▶ _Goal A_
Reproduce the records from the line with "search: green shrub on cliff" to the line with "top-left (9, 0), bottom-right (1024, 328)", both included, scaling every bounding-box coordinate in the answers by 1.1 and rounding to whole numbers with halves rounded up. Keep the search requests and the format sample lines unchanged, and return only those lines.

# 11 week old



## Doccolls (Apr 1, 2012)

I keep hearing about all the energy!! My 11 week old plays with my other dog (12 month old mut) in the back yard all day and just is exhausted by the end of the day is this normal or should he have allot more energy?


----------



## hotmischief (Mar 11, 2012)

Hi Doccolls,

I have a 14 week old pup and he plays with my Great Dane, but I do seperate them after say 20 minutes or so(always supervised) as I worry about the pups joints. He is usually very happy to go into one of his beds and have a nap, or shew a marrow bone. I'm not surprised your boy is exhausted at the end of day if he is playing all day. I would advise reducing his play time to several shorter sessions. Also I don't let them play for a good 3/4hr after feeding, as I don't want bloat.

I think your pup must have more than enough energy if he can play all day - so don't worry.


----------



## Ozkar (Jul 4, 2011)

Doccolls said:


> I keep hearing about all the energy!! My 11 week old plays with my other dog (12 month old mut) in the back yard all day and just is exhausted by the end of the day is this normal or should he have allot more energy?



;D ;D ;D ;D Fear not.........it will change........then you will be back asking if ritilin will help slow him down........ 

At 11 weeks, he's just a baby.


----------

▶ _Goal B_
In the forum thread about the 11-week-old puppy, how long after feeding does hotmischief wait before letting the dogs play?

▶ _Records held in a dataset_

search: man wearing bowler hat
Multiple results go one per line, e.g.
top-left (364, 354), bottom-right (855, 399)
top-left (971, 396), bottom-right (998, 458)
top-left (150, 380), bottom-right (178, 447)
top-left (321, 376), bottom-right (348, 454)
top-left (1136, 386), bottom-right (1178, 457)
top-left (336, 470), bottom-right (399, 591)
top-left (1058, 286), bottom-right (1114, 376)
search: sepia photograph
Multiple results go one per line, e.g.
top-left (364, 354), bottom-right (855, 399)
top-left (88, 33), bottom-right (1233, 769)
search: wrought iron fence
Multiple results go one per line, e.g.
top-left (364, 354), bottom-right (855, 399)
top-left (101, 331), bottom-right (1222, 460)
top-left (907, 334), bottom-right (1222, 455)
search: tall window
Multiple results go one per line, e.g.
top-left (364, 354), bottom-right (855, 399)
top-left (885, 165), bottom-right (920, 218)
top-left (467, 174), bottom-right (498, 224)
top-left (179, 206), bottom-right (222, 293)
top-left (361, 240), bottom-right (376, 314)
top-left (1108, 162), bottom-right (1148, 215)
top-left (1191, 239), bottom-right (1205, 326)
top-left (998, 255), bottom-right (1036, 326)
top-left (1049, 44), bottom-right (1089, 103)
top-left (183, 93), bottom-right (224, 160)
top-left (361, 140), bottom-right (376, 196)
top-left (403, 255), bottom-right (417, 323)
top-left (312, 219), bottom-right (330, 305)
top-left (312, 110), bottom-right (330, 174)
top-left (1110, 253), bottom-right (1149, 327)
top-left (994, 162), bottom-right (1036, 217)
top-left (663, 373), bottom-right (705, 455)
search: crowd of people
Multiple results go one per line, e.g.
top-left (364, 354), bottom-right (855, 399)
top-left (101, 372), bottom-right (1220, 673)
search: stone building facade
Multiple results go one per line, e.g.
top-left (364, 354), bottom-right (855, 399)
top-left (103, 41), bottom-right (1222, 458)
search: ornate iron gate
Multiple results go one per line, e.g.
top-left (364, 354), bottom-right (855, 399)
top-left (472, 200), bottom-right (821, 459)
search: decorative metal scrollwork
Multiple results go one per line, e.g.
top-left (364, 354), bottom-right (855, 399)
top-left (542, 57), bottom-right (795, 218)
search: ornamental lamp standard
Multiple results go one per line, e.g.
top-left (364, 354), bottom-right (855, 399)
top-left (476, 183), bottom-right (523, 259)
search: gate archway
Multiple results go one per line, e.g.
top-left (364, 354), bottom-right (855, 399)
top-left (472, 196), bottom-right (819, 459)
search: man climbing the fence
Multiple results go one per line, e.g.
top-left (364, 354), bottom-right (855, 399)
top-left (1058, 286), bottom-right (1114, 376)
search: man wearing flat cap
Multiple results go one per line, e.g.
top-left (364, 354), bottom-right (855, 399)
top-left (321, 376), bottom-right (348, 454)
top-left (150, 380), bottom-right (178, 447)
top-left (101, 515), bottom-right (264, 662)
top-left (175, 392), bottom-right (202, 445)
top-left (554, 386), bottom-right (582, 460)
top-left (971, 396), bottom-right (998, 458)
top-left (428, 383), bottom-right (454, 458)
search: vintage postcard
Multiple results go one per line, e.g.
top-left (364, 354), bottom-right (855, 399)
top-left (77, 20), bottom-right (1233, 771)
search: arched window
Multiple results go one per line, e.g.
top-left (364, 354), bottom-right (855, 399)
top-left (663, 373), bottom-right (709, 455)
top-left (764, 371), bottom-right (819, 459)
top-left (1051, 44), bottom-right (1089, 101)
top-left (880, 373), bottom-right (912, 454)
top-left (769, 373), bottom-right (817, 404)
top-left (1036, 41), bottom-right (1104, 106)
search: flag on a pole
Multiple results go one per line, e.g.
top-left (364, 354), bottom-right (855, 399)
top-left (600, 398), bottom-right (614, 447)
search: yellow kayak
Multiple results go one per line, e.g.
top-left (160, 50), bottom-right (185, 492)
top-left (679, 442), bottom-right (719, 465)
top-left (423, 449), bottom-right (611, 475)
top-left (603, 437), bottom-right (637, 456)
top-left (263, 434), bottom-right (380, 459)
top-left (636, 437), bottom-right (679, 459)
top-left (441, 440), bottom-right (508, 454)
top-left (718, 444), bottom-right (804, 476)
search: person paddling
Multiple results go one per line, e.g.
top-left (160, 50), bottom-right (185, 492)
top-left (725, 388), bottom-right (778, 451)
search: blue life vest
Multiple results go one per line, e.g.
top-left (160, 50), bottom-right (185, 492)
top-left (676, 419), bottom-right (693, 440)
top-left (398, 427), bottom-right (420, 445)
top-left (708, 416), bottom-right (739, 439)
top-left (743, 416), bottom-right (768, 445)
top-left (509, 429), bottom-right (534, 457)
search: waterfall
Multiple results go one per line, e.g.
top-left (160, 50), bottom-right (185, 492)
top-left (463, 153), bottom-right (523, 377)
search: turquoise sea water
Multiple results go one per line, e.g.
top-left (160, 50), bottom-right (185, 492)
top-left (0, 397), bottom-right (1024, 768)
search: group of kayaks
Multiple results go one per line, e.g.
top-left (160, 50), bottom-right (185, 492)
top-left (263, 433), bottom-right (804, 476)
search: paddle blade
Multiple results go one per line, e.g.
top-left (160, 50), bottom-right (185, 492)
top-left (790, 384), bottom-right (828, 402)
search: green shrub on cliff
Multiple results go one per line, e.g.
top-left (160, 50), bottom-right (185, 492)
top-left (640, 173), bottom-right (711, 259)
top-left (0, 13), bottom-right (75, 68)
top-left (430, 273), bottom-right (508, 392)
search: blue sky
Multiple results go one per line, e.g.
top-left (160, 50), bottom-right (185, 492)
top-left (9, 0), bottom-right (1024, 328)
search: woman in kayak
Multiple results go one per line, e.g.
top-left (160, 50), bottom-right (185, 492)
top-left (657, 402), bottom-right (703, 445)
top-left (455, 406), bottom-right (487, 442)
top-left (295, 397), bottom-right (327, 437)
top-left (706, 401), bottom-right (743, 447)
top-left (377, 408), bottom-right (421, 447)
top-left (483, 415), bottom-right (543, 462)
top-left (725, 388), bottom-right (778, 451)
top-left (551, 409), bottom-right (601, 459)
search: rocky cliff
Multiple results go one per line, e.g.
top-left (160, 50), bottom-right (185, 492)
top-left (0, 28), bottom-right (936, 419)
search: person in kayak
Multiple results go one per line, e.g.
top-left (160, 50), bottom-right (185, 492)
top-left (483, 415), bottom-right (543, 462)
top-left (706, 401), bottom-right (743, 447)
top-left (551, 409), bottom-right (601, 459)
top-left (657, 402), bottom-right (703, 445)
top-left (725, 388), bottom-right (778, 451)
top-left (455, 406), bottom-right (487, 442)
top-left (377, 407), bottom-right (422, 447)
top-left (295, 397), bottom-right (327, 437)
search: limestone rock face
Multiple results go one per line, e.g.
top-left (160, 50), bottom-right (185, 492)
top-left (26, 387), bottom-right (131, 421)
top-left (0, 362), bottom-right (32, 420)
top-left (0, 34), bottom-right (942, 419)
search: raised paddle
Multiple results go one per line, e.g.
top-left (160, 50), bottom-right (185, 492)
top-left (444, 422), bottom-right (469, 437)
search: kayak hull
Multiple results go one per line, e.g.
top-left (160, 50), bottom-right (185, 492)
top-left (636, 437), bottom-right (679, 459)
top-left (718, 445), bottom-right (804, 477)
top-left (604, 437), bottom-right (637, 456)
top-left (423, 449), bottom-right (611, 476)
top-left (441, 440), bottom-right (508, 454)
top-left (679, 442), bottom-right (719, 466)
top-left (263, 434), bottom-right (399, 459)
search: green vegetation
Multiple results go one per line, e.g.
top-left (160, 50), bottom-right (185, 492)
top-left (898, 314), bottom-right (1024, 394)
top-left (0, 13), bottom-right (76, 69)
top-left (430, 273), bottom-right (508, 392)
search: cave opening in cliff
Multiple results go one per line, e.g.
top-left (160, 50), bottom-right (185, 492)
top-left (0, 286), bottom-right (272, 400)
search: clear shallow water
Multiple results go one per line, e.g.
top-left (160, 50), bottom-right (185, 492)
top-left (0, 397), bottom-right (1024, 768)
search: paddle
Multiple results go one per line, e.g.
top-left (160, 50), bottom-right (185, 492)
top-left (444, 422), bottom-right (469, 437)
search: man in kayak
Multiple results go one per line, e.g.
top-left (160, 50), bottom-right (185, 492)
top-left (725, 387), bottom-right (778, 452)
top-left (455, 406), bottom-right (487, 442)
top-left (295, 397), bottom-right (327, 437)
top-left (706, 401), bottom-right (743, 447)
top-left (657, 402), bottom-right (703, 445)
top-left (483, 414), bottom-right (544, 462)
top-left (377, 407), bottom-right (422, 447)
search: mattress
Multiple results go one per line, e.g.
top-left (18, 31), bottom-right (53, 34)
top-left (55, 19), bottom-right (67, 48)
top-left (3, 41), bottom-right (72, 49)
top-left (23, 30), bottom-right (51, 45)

▶ _Problem solution A_
search: green shrub on cliff
Multiple results go one per line, e.g.
top-left (160, 50), bottom-right (185, 492)
top-left (704, 190), bottom-right (782, 285)
top-left (0, 14), bottom-right (83, 75)
top-left (473, 300), bottom-right (559, 431)
search: blue sky
Multiple results go one per line, e.g.
top-left (160, 50), bottom-right (185, 492)
top-left (10, 0), bottom-right (1126, 361)

▶ _Problem solution B_
A good 3/4 hour after feeding.